-- begin --
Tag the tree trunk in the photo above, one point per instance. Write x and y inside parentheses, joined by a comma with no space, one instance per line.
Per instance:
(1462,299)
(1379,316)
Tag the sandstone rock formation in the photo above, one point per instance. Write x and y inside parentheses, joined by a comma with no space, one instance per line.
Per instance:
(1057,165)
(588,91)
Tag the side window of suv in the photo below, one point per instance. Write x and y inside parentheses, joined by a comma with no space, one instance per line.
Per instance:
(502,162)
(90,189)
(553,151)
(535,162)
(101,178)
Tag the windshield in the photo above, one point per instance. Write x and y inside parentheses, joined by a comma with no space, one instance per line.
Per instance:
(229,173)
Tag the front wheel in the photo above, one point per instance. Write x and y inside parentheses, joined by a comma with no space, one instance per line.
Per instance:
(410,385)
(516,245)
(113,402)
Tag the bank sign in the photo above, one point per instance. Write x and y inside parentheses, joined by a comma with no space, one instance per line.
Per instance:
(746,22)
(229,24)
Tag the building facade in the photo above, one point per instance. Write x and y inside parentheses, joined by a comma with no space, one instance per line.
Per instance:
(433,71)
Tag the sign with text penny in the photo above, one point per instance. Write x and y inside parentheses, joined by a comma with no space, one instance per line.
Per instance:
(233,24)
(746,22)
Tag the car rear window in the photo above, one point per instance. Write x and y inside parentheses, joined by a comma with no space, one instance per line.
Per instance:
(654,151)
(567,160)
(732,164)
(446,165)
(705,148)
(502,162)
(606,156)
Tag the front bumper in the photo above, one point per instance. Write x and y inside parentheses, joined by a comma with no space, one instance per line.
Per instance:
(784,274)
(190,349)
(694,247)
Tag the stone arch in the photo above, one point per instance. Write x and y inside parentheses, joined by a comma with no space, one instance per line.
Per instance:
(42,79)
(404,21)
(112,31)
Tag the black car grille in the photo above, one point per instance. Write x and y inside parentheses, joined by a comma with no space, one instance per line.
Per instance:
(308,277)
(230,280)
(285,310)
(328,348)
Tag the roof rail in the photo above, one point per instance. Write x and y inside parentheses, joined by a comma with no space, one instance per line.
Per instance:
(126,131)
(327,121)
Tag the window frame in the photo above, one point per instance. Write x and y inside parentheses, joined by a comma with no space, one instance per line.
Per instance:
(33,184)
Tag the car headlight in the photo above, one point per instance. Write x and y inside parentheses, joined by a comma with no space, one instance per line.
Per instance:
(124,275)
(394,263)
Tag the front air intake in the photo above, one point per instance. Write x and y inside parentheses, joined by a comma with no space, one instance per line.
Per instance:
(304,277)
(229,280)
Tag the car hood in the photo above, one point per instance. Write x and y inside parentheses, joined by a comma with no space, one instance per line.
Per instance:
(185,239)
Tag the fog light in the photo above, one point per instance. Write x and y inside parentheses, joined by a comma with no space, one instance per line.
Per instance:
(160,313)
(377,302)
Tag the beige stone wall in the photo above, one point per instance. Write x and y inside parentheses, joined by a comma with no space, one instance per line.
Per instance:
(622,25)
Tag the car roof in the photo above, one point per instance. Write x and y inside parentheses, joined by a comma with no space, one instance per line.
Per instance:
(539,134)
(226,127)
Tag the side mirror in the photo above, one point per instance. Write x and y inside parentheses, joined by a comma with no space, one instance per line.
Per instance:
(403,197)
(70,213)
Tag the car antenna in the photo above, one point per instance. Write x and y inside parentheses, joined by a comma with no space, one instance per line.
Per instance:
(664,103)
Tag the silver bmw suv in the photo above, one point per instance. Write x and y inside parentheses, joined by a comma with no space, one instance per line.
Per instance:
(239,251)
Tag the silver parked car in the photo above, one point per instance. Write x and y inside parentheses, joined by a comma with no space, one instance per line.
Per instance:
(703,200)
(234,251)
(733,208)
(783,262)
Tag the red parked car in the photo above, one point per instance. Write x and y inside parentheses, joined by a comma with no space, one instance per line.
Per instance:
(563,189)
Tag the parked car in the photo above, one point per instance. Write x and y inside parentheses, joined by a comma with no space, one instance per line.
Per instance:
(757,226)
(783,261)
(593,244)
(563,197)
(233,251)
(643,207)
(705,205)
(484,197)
-- end --
■ Challenge:
Rewrite every one of the rows above as a numbered list, one row per number, and drop any blank lines.

■ Output of the task:
1. Tag the tree trunk in the photo above, one point per instance. Write x and y inside parentheses, joined by a comma with no space, one instance per line.
2. Per instance:
3. (1462,299)
4. (1379,316)
5. Tag the sandstone rock formation in the photo above, one point per instance. Write x and y inside parentheses, joined by a comma with no space, one instance per line.
6. Per instance:
7. (1057,165)
8. (588,91)
9. Tag the side window of suv in the photo below, one point per instance. Write x and y inside parentheses, joined by a comma with no space, one instance per line.
10. Per instance:
11. (502,162)
12. (90,189)
13. (553,151)
14. (535,162)
15. (101,178)
16. Tag the windshield in the photo above, one point per instance. Write x and y inside parentheses, joined by a comma with no space, one instance per line.
17. Per instance:
18. (229,173)
19. Tag the front wheel in the photo above, one point per instance. Write x and y inside parentheses, joined by a comma with no space, one instance per line.
20. Per instance:
21. (410,385)
22. (516,245)
23. (113,402)
24. Tag the bank sign in the photo above, one point per instance. Write x and y inside parentheses, joined by a comma with no space, one instance per line.
25. Per instance:
26. (746,22)
27. (229,24)
28. Tag the building facade in the photo above, one point per instance. Write x and y inside parentheses, joined by a comma with no space, one instance per line.
29. Per instance:
30. (433,71)
31. Tag the sign with text penny in the photo above, one point per instance. Write x and y inside parentheses, joined by a comma with no space, one instance per line.
32. Per instance:
33. (233,24)
34. (746,22)
35. Tag the car rear window in the photo above, one point per instance. Write x and y inside parentheses, joined by a comma with no space, one instance per line.
36. Per instance:
37. (654,151)
38. (567,160)
39. (732,164)
40. (446,165)
41. (705,148)
42. (502,162)
43. (606,156)
44. Tag the front bumper in the photo above, one point per instance. Write x and y inside parentheses, joined by a comma with no space, one instance per line.
45. Per instance:
46. (784,274)
47. (190,349)
48. (694,247)
49. Tag the stone arch in the photo above, one point per instance. Write x and y inside parentheses, joined by a comma with no space, one instance per line.
50. Per instance:
51. (42,79)
52. (404,21)
53. (112,31)
54. Tag the black car grille in the photo above, one point per instance. Write x and y inside parentheses, joined by a comma with no space, one instance per line.
55. Per instance:
56. (308,277)
57. (230,280)
58. (285,310)
59. (328,348)
60. Tag the roof rail in the photo above, one point per instance. Write x and y inside parentheses, joined by a comma with no space, one instance per line.
61. Per instance:
62. (126,131)
63. (327,121)
64. Tag the window frame in the photo above, one point per instance. Write x and y inside parentheses, joined by a comma with no space, one instance per line.
65. Per instance:
66. (33,184)
67. Tag the car headlight in the photo above, one point per instance. Write x and y inside parentheses, joined by a comma with no space, one instance per line.
68. Per instance:
69. (124,275)
70. (394,263)
71. Tag the front air intake in the photo above, one point per instance. Write x and y inside parentheses, joined by a comma with no space, one instance per line.
72. Per instance:
73. (304,277)
74. (229,280)
75. Tag the car hood in the photo above, one point per instance. Write x and y inside parentheses, joined by a comma with no space, one instance per line.
76. Per instance:
77. (185,239)
78. Tag the fog light in the photo above, one point per instance. Write x and y inside parentheses, joined by a comma with no space, one instance per line.
79. Per instance:
80. (160,313)
81. (377,302)
82. Tag the beige stone wall in the photo above, one point per instance. Write x and y inside parentheses, joined by a comma with no space, one instance per line.
83. Per instance:
84. (622,25)
85. Tag the car roof in the photo above, one point per instance. Write x and y inside parentheses, joined by a comma with no space, one instance per line.
86. Per instance:
87. (539,134)
88. (226,127)
89. Tag the side mirror in the photo above, one point per instance. Write x and y inside parentheses, joined by a comma with no space, one instance per line.
90. Per instance:
91. (403,197)
92. (70,213)
93. Tag the car antenna in the photo above, one point per instance. Write x and y inside parentheses, joined by a comma with no space, one instance per line.
94. Per instance:
95. (664,103)
96. Tag the silver bmw suv in the photo above, one point per instance. Write x and y inside parentheses, joined by a comma with no space, one instance per line.
97. Per instance:
98. (239,251)
99. Tag the silver parked car in the photo above, one point per instance. Write x and y inside parentheses, joined by a comma with no space, one instance per line.
100. Per instance:
101. (703,200)
102. (234,251)
103. (733,208)
104. (783,262)
105. Tag the red parked car in the photo above, one point per instance. Write x and y inside parentheses, joined by a comma with no space, one instance per line.
106. Per instance:
107. (563,189)
108. Tag the parked car in the photo above, one point per instance. Write x and y inside parentheses, joined by a comma with no space, one instance per line.
109. Per instance:
110. (757,226)
111. (783,261)
112. (593,244)
113. (563,197)
114. (233,251)
115. (643,207)
116. (705,205)
117. (484,197)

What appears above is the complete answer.